Location annotation dataset excerpts
********

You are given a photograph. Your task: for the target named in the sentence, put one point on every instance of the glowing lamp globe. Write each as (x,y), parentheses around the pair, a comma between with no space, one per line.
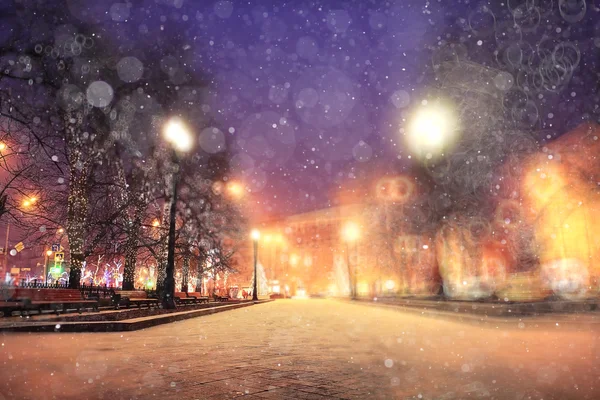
(431,130)
(178,135)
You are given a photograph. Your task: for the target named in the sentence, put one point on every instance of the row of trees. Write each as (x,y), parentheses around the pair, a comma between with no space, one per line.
(82,150)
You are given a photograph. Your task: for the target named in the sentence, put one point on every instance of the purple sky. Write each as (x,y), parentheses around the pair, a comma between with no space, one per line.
(306,94)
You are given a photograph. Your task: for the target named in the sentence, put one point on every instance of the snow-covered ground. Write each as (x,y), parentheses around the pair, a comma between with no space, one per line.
(312,349)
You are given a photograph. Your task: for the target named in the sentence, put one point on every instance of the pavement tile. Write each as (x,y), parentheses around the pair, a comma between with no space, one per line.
(307,363)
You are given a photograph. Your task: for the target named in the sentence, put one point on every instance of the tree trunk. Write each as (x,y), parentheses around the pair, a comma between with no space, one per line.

********

• WORK TO DO
Change every "photograph" in the material above to "image", keeping everything else the same, and leave the pictures out of your answer.

• CORRECT OUTPUT
You are given a image. Your task: for the target named in the sentence, put one point on every instance of the glowing lamp globe. Write each as (x,y), parentheses around the pair, a comma between with no space, one per line.
(431,130)
(178,135)
You are given a image. Your task: for the target named in the sentence, put one point on every instance of the row of trees. Write each as (x,y), parentheses around the pair, a comma between with no space, one per line.
(82,150)
You are given a image. Your task: for the target named in the sentence, put one point on every instance of the purple sky. Write each as (x,y), parentheses around the pair, a comma between with no space, one per line.
(306,94)
You are given a image. Your task: for the target named in the sentence, put one point on every instance of the snow-covered ground. Write each as (x,y), parentheses around the pair, a comma between with no space, one per line.
(312,349)
You are given a image. Your task: for the target named in the sentence, put one point on every instance of the pavement tile. Write each as (x,y), parentheses around the pair, a comma between with no space, one per line.
(307,363)
You are given a image. Your task: for the target named in the sentence, put one point on every instance of the tree trunk. Write each as (x,y), parentheses around the pair, a comma between with no space, one per line.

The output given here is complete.